━━━ Extract
The original AdaBoost algorithm is shown to be highly successful in binary classification, but its performance decreases in multiclass cases (Zhu et al. 2006). The algorithm Stagewise Additive Modeling using a Multiclass Exponential loss function (SAMME, Zhu et al. 2006) is adapted from the original AdaBoost technique to deal with multiclass classifications. The way in which the weights of the weak learners are calculated remains almost identical (Eq. 4), but the redistribution of weights for the samples introduces the use of the function \( {\mathbb{I}}\left( a \right) \) to account for multiple classes (Eq. 5). Here, the final hypothesis is the class that has the highest weighted value (Eq. 6).

$$ \begin{array}{*{20}c} {\beta^{\left( t \right)} = \log \frac{{1 - {\text{error}}^{\left( t \right)} }}{{{\text{error}}^{\left( t \right)} }} + \log \left( {K - 1} \right)} \\ \end{array} $$
(4)
$$ \begin{array}{*{20}c} {w_{i}^{{\left( {t + 1} \right)}} = w_{i}^{t} e^{{\beta^{\left( t \right)} {\mathbb{I}}\left( {h^{\left( t \right)} \left( {x_{i} } \right) \ne y_{i} } \right)}} } \\ \end{array} $$
(5)
$$ \begin{array}{*{20}c} {h_{f} \left( x \right) = \mathop {\arg \hbox{max} }\limits_{k} \mathop \sum \limits_{t = 1}^{T} \beta^{\left( t \right)} {\mathbb{I}}\left( {h^{\left( t \right)} \left( x \right) = k} \right)} \\ \end{array} $$
(6)
$$ \begin{array}{*{20}c} {{\text{where}} \;{\mathbb{I}}\left( a \right) = \left\{ {\begin{array}{*{20}c} 1 & {{\text{if}}\;a\;{\text{is}}\;{\text{true}}} \\ 0 & {\text{otherwise}} \\ \end{array} } \right.} \\ \end{array} $$

Note that for binary classification (as is the case in this study), SAMME results are equivalent to AdaBoost. As SAMME is included in the machine learning library Scikit-learn as AdaBoost, this algorithm was used and implemented in this study.
━━━━━━
_Tasks for this exercise_.
a. Pull out the part of the AdaBoost passage between "Note that for" and "in this study.", inclusive, and copy it word for word.
b. Continue the AdaBoost passage, starting right after its last sentence.
━━━ Records
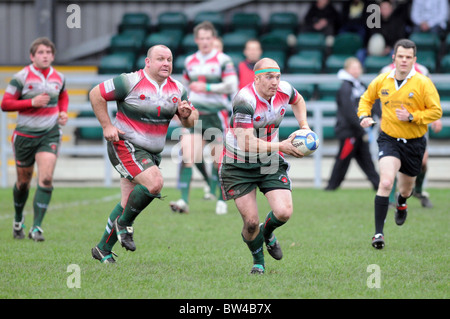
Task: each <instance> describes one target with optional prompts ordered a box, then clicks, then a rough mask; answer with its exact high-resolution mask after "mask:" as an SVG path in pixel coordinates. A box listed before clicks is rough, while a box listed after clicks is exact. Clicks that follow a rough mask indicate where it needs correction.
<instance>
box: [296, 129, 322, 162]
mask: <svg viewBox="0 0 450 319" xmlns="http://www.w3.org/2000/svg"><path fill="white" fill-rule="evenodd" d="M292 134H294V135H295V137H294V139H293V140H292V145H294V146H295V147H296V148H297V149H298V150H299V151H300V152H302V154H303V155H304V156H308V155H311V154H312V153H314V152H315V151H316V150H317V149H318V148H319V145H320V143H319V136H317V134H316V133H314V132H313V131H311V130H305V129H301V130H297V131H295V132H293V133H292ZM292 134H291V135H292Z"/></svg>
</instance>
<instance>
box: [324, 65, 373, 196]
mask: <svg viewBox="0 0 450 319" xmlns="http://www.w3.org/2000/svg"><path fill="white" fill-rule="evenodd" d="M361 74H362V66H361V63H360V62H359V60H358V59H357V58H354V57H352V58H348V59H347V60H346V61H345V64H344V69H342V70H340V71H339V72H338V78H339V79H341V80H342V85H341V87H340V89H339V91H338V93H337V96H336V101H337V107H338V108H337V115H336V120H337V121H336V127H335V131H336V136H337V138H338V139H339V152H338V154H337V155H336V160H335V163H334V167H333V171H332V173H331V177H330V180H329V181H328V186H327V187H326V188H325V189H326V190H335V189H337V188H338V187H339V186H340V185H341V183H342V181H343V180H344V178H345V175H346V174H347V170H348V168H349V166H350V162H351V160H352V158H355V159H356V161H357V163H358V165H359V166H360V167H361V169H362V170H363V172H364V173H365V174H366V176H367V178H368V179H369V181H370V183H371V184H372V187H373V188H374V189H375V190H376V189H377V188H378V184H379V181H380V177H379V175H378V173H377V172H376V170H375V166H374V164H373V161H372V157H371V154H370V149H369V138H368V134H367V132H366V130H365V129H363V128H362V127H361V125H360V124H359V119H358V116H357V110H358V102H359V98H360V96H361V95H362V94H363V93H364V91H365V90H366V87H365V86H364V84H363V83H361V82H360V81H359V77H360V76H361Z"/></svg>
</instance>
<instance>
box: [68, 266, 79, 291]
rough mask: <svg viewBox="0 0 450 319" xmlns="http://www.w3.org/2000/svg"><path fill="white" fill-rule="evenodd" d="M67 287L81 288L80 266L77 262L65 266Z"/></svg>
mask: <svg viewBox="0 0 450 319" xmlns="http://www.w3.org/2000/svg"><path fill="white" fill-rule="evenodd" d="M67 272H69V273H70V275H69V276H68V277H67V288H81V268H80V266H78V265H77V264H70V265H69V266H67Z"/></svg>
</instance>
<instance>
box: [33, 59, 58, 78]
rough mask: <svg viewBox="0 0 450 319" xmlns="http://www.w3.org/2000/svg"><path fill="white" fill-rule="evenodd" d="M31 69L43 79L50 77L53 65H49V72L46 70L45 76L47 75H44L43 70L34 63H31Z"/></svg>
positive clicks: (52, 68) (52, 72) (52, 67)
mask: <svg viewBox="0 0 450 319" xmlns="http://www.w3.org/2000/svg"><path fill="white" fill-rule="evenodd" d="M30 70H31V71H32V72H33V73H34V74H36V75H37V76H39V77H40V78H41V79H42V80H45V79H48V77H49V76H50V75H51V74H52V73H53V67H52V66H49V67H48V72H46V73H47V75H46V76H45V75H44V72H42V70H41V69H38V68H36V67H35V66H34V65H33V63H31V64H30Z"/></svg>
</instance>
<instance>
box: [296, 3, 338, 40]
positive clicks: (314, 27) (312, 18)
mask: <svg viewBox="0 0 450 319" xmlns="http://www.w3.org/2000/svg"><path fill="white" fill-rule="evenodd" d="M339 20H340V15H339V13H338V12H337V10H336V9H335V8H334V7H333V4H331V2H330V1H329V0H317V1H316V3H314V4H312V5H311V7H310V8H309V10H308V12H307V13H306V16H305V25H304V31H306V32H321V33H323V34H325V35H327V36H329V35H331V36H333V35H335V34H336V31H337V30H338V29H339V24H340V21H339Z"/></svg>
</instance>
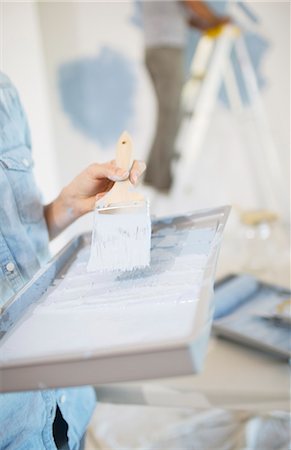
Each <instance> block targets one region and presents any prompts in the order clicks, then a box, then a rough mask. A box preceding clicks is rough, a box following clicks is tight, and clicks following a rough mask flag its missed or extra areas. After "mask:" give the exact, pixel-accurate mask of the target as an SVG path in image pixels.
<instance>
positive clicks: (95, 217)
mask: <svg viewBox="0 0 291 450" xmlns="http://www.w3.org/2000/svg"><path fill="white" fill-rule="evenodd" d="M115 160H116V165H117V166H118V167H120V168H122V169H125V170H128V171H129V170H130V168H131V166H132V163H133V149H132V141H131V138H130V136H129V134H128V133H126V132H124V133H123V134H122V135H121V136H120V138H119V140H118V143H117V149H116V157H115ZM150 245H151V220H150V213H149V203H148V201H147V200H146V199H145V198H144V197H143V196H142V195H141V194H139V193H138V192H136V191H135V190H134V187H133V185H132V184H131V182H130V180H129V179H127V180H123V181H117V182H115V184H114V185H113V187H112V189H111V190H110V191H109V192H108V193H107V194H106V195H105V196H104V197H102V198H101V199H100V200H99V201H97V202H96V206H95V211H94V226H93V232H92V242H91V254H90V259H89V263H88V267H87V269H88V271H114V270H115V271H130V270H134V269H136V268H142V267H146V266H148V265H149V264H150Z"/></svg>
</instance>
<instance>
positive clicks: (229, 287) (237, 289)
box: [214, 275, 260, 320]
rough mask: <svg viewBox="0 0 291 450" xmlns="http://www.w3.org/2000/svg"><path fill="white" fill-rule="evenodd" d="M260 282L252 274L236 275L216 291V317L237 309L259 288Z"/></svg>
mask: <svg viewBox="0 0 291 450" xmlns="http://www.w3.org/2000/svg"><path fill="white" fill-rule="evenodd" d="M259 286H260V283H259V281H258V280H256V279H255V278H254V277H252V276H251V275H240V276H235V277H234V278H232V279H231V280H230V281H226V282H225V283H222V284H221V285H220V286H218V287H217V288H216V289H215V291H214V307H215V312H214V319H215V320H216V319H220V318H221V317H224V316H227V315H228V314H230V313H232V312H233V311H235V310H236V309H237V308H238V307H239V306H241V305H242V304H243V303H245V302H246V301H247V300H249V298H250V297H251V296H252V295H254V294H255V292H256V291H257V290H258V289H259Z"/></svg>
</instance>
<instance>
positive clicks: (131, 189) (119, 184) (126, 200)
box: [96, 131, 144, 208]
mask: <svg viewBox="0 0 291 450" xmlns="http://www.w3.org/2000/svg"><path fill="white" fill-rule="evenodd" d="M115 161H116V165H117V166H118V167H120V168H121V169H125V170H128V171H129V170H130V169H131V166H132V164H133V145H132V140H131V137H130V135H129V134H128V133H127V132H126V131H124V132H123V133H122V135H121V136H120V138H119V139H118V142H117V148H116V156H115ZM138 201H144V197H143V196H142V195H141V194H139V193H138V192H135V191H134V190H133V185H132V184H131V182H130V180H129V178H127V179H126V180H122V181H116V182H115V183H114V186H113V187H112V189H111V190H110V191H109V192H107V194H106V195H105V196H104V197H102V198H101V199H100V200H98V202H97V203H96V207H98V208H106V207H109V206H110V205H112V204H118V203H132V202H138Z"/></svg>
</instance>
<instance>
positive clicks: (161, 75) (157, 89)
━━━━━━
_Responses to the exercise_.
a.
Note that for binary classification (as is the case in this study), SAMME results are equivalent to AdaBoost. As SAMME is included in the machine learning library Scikit-learn as AdaBoost, this algorithm was used and implemented in this study.

b.
The article by Zhu et al. (2006) introduces another variant of SAMME, Stagewise Additive Modeling using a Multiclass Exponential loss function for Real estimations (SAMME.R). SAMME.R takes advantage of the possibility of weak learners to deliver information not just of the classification, but also a probability estimate of belonging to each class. One important difference of this model is that the weak learner is not used directly to calculate the final hypothesis, but it is used instead to calculate class probability estimates. These estimates are then used to calculate the weak hypothesis (Eq. 7). Similar to SAMME, the final classifier results in a class with the highest value (Eq. 8: hf(x)).

$$ h_{k}^{(t)} \left( x \right) = \left( {K - 1} \right)\left( {\log P_{k}^{(t)} \left( x \right) - \frac{1}{K} \mathop \sum \limits_{{k^{\prime}}} \log P_{{k^{\prime}}}^{(y)} \left( x \right)} \right) $$
(7)

where

$$ P_{k}^{\left( t \right)} \left( x \right) = {\text{Weak}}_{w\left( t \right)} (c = k|x) $$
$$ w_{i}^{(t + 1)} = w_{i}^{t} e^{{ - \frac{K - 1}{K}y_{i} {\text{log}}P^{(t)} \left( {x_{i} } \right)}} $$
$$ \begin{array}{*{20}c} { h_{f} \left( x \right) = \mathop {\arg \hbox{max} }\limits_{k} \mathop \sum \limits_{t = 1}^{T} h_{k}^{(t)} \left( x \right)} \\ \end{array} $$
(8)

The main advantage of SAMME.R over SAMME is that a solution can be reached more quickly, and, in certain circumstances, better results can be achieved when compared to those produced by SAMME (Zhu et al. 2006).

The nature of AdaBoost makes it sensitive to noise and outliers since in each boosting step the incorrectly classified samples acquire more voting power. Noisy points can have a profound impact on results, thus creating bias in the predictions. A solution to this problem, called BrownBoost, is proposed by Freund (2001). Here, the number of boosting iterations is not set beforehand but is solved during the training stage. Instead of fixing the iterations, a type of countdown timer is implemented. When the countdown gets smaller, the algorithm gives up on data points that are too difficult to classify. The time reduction along with the weight of the weak learner on each iteration is given by solving a differential equation. This process is complicated and not intuitive; hence, the reader is referred to the original publication by Freund (2001) for a detailed description.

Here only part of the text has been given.